Goal A
Please retype the stretch of the Mastodon article from "Mastodon - Could" through "last few days." with no changes.

________________

Mastodon - Could This Be A Fatal Blow To Twitter?

Mastodon’s sudden popularity should serve as Twitter’s wakeup call (Engadget.com)

There’s a hot new social network these days and it’s called Mastodon. Well, it’s not that new — it’s been around since September 2016 — but it’s gained tens of thousands of users in the last few days.

Nicole Lee, @nicole – 04.07.17 in Internet at https://www.engadget.com

The reason for the growth? According to its founder, Eugen Rochko, it has a lot to do with people getting increasingly fed up with Twitter, especially the recent decision to nix @usernames from Replies. Mastodon — named after an American heavy metal band — is mopping up users seeking an alternative. Sure, Mastodon is still small and relatively unheard of, but the very fact that it spurred this much interest is a sign that the established social networks like Twitter are fundamentally failing at one thing: keeping users happy.

Before we go on, it would help to know what Mastodon is. Some would say it’s a Twitter clone, but there are enough differences that it’s really quite a bit more than that. Yes, the interface looks very much like Tweetdeck: there’s a vertical timeline, you can retweet (known in Mastodon as a “boost”), favorite (stars instead of hearts) and posts have a funny nickname (they’re “toots” instead of “tweets”). But a few features really set it apart.

Toots have a 500-character limit instead of 140, you can set content warnings per post by hiding sensitive content behind a “show more” button (some users have taken to using it as a joke setup mechanism) and you have way more privacy options. Posts can be totally public, private (only your followers can see it) or unlisted — which means it’s still viewable to the anyone who goes to your profile page, but it won’t show up in the public timeline.

________________

Goal B
Find each line of the listing that contains the string "blurred", matching case, and copy those lines.

________________

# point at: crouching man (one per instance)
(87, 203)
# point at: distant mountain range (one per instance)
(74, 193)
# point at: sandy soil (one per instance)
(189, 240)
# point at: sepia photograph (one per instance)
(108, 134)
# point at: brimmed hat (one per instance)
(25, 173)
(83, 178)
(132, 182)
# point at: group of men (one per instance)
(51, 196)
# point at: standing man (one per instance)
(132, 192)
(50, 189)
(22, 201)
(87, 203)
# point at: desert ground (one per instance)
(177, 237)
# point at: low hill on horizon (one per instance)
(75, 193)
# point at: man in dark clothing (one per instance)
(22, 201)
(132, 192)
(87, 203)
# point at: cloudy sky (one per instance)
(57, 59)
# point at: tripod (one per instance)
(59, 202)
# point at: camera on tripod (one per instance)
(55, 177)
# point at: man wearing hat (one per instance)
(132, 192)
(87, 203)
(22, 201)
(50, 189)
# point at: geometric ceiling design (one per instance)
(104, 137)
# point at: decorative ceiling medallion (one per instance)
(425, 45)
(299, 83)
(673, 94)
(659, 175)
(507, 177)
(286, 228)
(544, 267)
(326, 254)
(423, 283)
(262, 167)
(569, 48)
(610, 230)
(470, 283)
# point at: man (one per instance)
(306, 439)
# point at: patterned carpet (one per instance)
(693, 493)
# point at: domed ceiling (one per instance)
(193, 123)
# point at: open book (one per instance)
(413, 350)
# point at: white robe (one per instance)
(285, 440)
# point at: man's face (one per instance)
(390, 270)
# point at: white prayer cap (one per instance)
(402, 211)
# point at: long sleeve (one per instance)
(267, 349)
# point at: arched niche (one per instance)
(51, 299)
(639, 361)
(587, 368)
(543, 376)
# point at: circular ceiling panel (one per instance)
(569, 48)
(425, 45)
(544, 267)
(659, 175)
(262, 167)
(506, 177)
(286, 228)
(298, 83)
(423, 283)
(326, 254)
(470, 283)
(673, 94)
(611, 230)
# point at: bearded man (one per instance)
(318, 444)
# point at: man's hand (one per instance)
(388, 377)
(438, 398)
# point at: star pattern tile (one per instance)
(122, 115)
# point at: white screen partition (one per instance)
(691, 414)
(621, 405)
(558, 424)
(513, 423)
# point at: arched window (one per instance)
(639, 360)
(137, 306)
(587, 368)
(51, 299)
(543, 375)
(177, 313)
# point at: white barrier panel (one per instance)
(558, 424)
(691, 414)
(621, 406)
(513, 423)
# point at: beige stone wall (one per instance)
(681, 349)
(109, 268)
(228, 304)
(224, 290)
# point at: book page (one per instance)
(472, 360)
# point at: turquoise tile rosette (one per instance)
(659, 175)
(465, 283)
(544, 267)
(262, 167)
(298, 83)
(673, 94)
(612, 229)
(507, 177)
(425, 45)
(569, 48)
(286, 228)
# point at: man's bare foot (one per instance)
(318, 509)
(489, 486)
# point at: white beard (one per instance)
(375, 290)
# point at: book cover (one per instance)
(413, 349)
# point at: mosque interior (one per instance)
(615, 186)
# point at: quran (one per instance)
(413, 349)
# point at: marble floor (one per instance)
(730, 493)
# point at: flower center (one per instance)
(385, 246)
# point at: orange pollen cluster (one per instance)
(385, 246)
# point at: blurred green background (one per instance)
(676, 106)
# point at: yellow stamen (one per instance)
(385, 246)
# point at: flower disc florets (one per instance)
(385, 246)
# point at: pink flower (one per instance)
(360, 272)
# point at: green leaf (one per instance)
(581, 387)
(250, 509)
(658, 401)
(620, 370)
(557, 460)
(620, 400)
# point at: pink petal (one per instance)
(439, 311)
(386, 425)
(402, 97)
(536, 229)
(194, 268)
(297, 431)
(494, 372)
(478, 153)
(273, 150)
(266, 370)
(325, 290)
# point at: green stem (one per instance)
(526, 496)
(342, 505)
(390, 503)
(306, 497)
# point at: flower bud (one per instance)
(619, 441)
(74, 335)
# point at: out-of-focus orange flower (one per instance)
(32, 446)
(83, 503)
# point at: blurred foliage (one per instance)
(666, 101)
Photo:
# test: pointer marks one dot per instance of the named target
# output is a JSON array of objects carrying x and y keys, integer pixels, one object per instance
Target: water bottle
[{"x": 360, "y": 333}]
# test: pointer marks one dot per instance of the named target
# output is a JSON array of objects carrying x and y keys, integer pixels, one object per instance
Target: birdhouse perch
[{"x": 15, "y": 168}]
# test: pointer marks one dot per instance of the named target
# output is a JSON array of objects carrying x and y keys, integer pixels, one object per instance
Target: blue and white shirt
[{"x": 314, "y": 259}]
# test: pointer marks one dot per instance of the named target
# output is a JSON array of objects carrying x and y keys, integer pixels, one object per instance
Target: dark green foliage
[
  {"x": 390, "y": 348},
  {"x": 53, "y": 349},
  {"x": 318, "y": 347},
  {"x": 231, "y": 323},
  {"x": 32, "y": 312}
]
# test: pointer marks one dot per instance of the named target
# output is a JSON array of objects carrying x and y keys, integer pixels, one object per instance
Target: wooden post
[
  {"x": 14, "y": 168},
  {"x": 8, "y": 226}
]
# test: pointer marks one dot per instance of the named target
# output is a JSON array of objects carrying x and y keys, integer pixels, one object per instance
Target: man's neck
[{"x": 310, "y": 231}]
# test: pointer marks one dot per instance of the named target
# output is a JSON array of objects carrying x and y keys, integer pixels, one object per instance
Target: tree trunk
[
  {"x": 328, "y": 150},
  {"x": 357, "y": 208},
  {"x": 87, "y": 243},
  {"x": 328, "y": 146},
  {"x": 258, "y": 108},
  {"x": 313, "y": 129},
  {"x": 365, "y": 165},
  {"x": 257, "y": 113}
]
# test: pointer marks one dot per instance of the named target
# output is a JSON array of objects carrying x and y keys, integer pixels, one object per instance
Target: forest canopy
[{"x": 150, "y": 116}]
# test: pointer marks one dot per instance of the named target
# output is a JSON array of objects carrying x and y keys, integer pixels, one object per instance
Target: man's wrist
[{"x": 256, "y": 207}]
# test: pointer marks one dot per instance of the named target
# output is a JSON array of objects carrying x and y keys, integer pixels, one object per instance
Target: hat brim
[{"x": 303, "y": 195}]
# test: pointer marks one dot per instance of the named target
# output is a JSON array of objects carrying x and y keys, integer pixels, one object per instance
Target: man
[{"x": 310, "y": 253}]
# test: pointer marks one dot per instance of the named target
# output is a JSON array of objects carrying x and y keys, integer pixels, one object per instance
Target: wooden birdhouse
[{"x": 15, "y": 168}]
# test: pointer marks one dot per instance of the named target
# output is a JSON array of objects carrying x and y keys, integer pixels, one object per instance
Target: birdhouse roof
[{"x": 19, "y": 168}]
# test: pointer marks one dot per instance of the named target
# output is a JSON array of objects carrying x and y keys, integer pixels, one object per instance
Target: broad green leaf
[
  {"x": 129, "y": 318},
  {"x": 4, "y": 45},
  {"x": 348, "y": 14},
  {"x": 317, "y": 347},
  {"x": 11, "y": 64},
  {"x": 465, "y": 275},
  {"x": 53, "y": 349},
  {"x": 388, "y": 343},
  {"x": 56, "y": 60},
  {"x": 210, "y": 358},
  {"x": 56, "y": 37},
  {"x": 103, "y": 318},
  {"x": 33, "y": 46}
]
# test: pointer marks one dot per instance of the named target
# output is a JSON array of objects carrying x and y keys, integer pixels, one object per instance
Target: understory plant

________________

Task solution A
Mastodon - Could This Be A Fatal Blow To Twitter?

Mastodon’s sudden popularity should serve as Twitter’s wakeup call (Engadget.com)

There’s a hot new social network these days and it’s called Mastodon. Well, it’s not that new — it’s been around since September 2016 — but it’s gained tens of thousands of users in the last few days.

Task solution B
# point at: blurred green background (one per instance)
# point at: blurred foliage (one per instance)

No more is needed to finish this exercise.